#### Text
....
Democracy becomes stronger and more consolidated, the higher the quality and the more integrity the electoral process has.
In South Africa, the competence and the integrity of the IEC has proven important since the first IEC. It is of the utmost importance that the perception of the IEC as competent and politically unbiased is not allowed to change.
Automatic voter registration must be introduced as a matter of urgency.
The ISI proposal for a new South African electoral system can be a good starting point for the work of the Electoral Reform Consultative Panel, which has been proposed.
The number of signatures required for a national party to get on the ballot paper has been suggested to be the same as the requirement for independent candidates. That is a very welcome improvement to South Africa’s electoral system – it might even be a good idea to set the requirement for political parties somewhat higher than for independent candidates.
My suggestions will all increase social cohesion, both in local settings – the MMCs – and in society at large, by reducing exclusion and by reducing the costs of taking responsibility for the attainment of goals agreed upon.
3. Q&A session with Jørgen Elklit, professor emeritus, Department of Political Science, Aarhus University
Q. The automatic voter registration will obviously bring down the costs for the IEC, because it's just a data merging between Home Affairs and the IEC. But at the same time, it would also most probably lead to a lower voter turnout, in the sense that, at the moment voter turnout is registered on 70%. Whereas, with the new system it would be registered on 100%. The problem in South Africa is with the young voters that are not coming on board. How do we motivate the young people to start talking and to exercise their democratic right?
....
#### Record excerpts
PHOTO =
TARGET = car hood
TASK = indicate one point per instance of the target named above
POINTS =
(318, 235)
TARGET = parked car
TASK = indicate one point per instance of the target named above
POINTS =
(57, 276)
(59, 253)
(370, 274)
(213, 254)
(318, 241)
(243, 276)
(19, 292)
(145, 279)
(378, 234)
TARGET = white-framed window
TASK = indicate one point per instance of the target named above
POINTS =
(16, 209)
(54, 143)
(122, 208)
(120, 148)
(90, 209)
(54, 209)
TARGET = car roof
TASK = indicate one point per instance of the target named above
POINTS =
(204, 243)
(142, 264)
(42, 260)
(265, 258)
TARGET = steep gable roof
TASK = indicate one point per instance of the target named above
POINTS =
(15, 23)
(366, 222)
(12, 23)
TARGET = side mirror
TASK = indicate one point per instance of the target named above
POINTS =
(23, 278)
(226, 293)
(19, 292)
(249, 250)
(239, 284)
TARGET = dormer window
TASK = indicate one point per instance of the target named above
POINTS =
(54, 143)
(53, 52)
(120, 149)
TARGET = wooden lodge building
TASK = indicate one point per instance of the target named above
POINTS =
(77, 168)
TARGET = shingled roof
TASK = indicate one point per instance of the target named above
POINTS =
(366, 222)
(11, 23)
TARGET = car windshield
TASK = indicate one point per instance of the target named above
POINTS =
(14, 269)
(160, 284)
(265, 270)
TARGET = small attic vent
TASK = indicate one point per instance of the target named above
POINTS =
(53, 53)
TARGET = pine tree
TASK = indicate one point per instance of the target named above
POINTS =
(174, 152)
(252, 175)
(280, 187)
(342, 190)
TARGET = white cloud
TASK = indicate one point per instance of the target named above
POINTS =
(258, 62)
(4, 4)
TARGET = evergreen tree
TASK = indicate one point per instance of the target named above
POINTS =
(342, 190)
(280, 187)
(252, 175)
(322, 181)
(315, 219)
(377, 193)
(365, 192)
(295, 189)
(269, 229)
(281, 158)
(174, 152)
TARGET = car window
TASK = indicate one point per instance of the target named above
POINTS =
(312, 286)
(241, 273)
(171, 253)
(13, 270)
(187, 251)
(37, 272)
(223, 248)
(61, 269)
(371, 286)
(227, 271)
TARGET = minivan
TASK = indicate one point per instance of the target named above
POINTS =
....
#### The exercise
Continue the piece on South Africa's electoral system, starting after its final sentence.

#### Result below
A. Although the automatic voter registration would lead to a decrease in the official voting turnout number, I don’t think this matters, because the present voter turnout figure is artificial. The IEC says that the participation rate is about 70%, but on which participants are they basing this on? If it’s 70% of the elligible voters, then the current turnout in South Africa is actually only about 50%. But the IEC is always very proud of claiming that it is about 70%. What really matters is that the entire eligible population can easily exercise the right to vote without having to register or being registered some time ago, so I don't buy that argument at all.
In reference to the question about the young voters – bearing in mind that some female voters are also underrepresented in the current situation – the issue with young voters voting less than others and registering less than others is not only a South African problem, it is seen all over the world and it is, in particular, seen among underprivileged young voters of different kinds. They have to be motivated and one can do different things in order to get them to register, but it is a complicated issue and I think the main reason is that the parliamentarians are not delivering on their promises. If parliamentarians made society function better, so that not only young voters but all of us could see that it made sense to go to the polls and vote – because that would influence what happened in our local society, in our village, in our country – then it would be easier to motivate young voters to go and vote. It's something which cannot be remedied very easily, as one would have to change the entire political culture and deliver in a different way.
Q. I want to follow on from the previous question. The issue about automatic voter registration is that it’s great in a country where the systems work well, but when you have a Home Affairs that is struggling to ensure the integrity of its data, then what you’ll have going forward is a well functioning electoral system that is in doubt. And so, we are actually going to go backwards. In my opinion, there's a prerequisite to automatic voter registration, given our context. What is your comment on that?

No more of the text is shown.